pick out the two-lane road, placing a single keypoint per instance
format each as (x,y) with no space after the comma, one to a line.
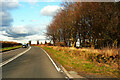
(33,64)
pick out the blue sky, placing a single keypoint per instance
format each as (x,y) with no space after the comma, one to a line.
(26,12)
(24,21)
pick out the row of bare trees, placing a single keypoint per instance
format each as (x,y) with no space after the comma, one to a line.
(94,24)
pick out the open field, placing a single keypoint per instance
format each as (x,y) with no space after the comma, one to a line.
(84,61)
(9,48)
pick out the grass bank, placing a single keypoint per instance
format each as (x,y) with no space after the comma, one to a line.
(9,48)
(83,66)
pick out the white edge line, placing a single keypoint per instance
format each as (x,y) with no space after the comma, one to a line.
(11,59)
(58,69)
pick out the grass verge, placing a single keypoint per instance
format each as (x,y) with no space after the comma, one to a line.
(81,65)
(9,48)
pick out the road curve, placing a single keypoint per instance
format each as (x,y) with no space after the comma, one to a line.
(33,64)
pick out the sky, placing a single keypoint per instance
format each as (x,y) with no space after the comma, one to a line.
(21,21)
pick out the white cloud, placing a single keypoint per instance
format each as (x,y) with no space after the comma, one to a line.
(50,10)
(5,16)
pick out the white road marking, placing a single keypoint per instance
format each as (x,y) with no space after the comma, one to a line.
(58,69)
(11,59)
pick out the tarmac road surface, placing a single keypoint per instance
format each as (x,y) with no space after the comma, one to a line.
(33,64)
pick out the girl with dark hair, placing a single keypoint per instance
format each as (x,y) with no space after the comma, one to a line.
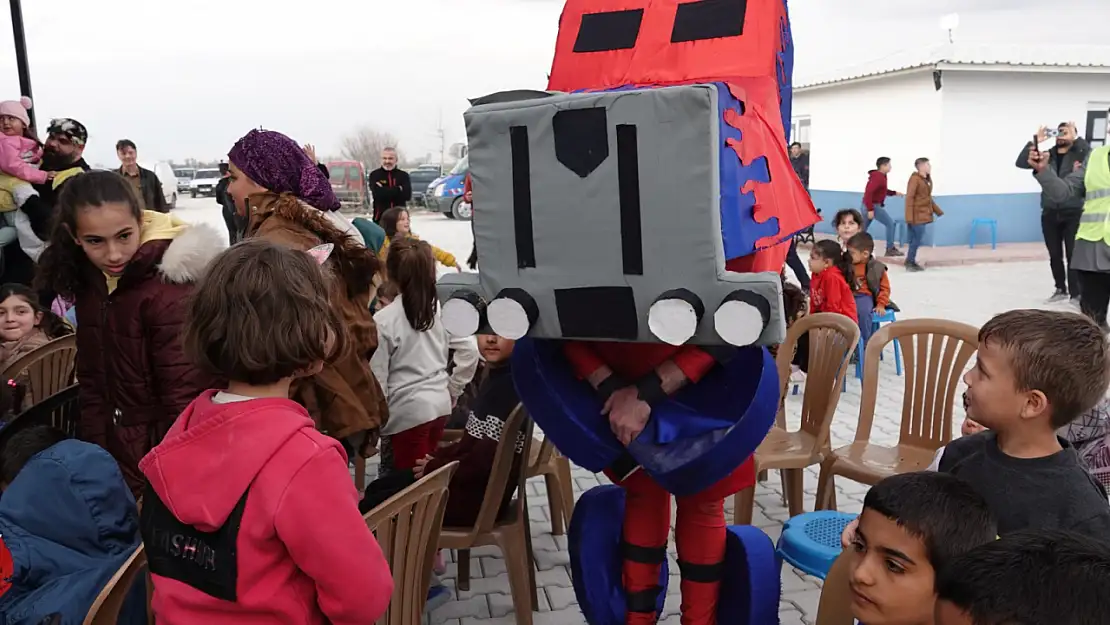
(128,272)
(411,362)
(397,224)
(286,200)
(834,279)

========================================

[Problem details]
Update all the items above, changing every "keypoint" to "marker" and leaving everything else unchanged. Omit the pictures.

[Full output]
pick out the two-lane road, placing a single marker per instance
format each as (x,y) with no space after the comma, one to a line.
(33,64)
pick out the blue sky, placing a single marker per instance
format each as (x,y) with no space after the comma, one to a line.
(26,12)
(24,21)
pick out the row of bare trees, placing a single marker per instance
format each as (x,y) with no space after the comma, one to a line.
(94,24)
pick out the open field, placing a single marker per instance
format each as (x,y) with no space after the comma, one to a line.
(84,61)
(9,48)
pick out the grass bank, placing a single marker per instance
format each as (x,y) with no space after the comma, one to a line.
(9,48)
(83,66)
pick out the white edge line, placing a single marker per instance
format each as (x,y) with no space after the comma, one to a line.
(11,59)
(58,69)
pick out the grass verge, placing a single marker per instance
format each as (x,y) with no space after the comma, one to a line.
(81,65)
(9,48)
pick out the road curve, placing a single marker per instance
format each as (x,y) with no space after the comma, one to a line.
(33,64)
pick out the sky, placing a single marker per instance
format each as (x,y) with no space after the comma, one to a line.
(21,21)
pick out the white cloud, placing a single marker per instance
format each as (x,y) with no space after the comma, one to a line.
(50,10)
(5,16)
pick out the white road marking, placing a single marker per instance
format each as (x,y) with no space after the comma, one to a line.
(58,69)
(11,59)
pick out the tarmac road surface, placing a single marker per instance
format each as (x,y) with no space after the comma, one to a line.
(33,64)
pick out the girl with dark hair, placing a single marker per instance
format each as (x,y) with no space after the comma, one to a line.
(128,272)
(411,362)
(397,224)
(286,200)
(834,279)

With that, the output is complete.